_Atividade:_
No trecho sobre o cuidado com profissionais da saúde na pandemia, traduza para o inglês esta frase: "O Coral da Saúde é um encontro semanal, no pátio da UPA (espaço aberto), onde as/os trabalhadoras/es se juntam para cantar e conversar."

Com o tempo, criaram outras estratégias de cuidado, como a organização do projeto “Coral da Saúde”, seguindo todas medidas de biossegurança necessárias. O Coral da Saúde é um encontro semanal, no pátio da UPA (espaço aberto), onde as/os trabalhadoras/es se juntam para cantar e conversar. “Como podemos conviver uns com os outros, ter uma vida desejável e produtiva, com o mínimo de alegria, de contato e troca, e, ainda assim, estar garantido de segurança? O Coral Saúde respondeu a isso. É um momento de descontração e de um contato possível neste período de isolamento”, explica. Outra iniciativa do município foi organizar reuniões virtuais denominadas “Café com escuta”, Estratégia de cuidado de profissionais da Saúde em que profissionais dos serviços de Saúde debatem temáticas específicas. “Aproveitamos para falar outros assuntos que já eram pertinentes antes da pandemia, como saúde mental na atenção básica, autocuidado, alimentação e nutrição”, revela Francele.
A equipe desse espaço de escuta também passou a realizar buscas ativas às famílias enlutadas pela Covid-19. “Os atendimentos são feitos de maneira remota, a gente liga, se identifica e escuta, escuta a dor e, de alguma maneira, acolhe o luto dessas famílias. Recentemente começamos a fazer reuniões presenciais com grupos pequenos, em um espaço arejado e com todo cuidado, porque nem todas as famílias estão habituadas a usar meios virtuais”.
Avaliando o impacto da pandemia nas políticas públicas, Francele destaca o trabalho realizado também pelo CAPS em Bento Gonçalves. “No CAPS II, em que atuo, fizemos muitos atendimentos remotos e foi um momento que alguns limites ficaram bastante evidentes, como, por exemplo, o horário de trabalho: o que é o pessoal e o profissional? Como eu não estava todo momento no CAPS e precisava acompanhar os pacientes, eu me deparava, muitas vezes, fazendo o atendimento remoto do meu telefone pessoal e consequentemente, no fim de semana, eu também estava recebendo ligações do paciente. Acabamos nos colocando muito mais como sujeito que cuida do que um profissional que responde por uma política pública”, analisa.
Adaptações no Judiciário
Psicóloga do Tribunal de Justiça do RS, Adriana Pinto de Mello (CRP 07/03674) atua em processos relacionados à violência doméstica e conta sobre os desafios que surgiram diante da pandemia e a consequente suspensão de prazos processuais e dos atendimentos técnicos presenciais. “Tínhamos notícias do aumento significativo dos índices de violência doméstica, exigindo que as intervenções técnicas voltassem a ocorrer, mas adaptadas às limitações e às necessidades impostas pela pandemia. Precisamos buscar novas referências, repensar questões relativas à ética e à tecnologia. As discussões entre as/os psicólogas/os e outros técnicos do judiciário e o respaldo do CFP e CRP foram fundamentais para balizar alternativas de intervenção”.

_Material fornecido:_
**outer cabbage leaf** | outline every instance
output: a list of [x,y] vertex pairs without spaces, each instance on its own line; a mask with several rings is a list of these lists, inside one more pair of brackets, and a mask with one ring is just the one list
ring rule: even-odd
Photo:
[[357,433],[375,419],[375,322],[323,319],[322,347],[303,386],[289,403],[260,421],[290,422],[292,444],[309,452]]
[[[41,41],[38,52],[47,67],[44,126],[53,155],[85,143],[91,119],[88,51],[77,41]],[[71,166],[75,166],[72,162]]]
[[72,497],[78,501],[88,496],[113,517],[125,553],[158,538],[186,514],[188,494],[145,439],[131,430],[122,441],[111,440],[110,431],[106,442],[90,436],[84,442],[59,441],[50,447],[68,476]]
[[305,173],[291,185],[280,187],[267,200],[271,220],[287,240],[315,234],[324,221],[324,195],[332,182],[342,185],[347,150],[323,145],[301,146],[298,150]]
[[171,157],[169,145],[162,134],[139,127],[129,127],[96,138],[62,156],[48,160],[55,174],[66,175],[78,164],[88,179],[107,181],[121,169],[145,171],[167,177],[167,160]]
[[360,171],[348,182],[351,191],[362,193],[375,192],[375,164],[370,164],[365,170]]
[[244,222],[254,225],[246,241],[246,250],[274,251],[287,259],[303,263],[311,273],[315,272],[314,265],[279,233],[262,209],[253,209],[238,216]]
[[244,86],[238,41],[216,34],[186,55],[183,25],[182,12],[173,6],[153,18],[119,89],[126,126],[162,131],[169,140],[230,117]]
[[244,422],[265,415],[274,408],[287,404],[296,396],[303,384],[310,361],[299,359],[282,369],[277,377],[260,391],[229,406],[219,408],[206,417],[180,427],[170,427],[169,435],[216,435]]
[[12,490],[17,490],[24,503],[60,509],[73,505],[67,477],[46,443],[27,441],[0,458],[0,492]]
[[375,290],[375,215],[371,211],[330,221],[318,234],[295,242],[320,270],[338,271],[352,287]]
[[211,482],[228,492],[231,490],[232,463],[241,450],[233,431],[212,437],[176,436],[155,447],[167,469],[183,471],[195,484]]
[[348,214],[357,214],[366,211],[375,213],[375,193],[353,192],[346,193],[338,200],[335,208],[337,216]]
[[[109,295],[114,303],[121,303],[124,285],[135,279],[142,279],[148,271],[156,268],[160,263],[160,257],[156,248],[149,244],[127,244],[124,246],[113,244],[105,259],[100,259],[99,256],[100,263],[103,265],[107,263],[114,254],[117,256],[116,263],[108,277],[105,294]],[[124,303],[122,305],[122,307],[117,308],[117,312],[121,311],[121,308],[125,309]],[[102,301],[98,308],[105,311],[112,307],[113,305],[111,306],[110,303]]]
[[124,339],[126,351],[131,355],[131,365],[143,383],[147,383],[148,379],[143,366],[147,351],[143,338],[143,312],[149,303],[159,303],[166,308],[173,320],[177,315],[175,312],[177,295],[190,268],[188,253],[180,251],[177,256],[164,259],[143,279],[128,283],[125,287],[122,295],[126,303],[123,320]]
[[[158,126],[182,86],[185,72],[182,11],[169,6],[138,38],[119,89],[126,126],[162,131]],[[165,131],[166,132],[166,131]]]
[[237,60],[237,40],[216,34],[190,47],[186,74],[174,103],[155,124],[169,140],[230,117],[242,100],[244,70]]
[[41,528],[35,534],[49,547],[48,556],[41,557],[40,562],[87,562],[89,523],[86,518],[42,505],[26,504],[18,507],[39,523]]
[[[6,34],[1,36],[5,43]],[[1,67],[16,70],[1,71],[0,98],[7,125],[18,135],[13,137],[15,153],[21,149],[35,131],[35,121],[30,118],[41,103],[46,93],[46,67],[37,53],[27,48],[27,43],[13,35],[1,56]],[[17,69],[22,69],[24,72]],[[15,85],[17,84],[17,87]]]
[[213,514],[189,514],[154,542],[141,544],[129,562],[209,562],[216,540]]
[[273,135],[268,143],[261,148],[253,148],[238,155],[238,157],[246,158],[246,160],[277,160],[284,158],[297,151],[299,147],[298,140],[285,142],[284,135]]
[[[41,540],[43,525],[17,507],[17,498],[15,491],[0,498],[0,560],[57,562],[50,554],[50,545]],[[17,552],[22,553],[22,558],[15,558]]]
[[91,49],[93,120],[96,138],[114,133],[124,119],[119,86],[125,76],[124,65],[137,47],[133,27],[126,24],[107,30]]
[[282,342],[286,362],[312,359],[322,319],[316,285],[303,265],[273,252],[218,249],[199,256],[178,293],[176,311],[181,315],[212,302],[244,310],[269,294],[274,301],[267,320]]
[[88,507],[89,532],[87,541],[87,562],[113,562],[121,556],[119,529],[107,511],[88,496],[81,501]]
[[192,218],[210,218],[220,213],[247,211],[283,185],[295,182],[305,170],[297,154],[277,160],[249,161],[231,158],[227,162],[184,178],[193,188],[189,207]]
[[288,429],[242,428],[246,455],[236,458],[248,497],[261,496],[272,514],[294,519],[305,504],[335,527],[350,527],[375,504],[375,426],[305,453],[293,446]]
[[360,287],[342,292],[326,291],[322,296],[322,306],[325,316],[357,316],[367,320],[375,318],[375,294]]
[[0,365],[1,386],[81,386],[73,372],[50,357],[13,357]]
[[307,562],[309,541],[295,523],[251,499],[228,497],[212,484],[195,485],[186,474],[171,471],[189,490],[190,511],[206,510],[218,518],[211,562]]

_Resposta do exercício:_
The Health Choir is a weekly gathering in the UPA courtyard (an open space), where the workers come together to sing and talk.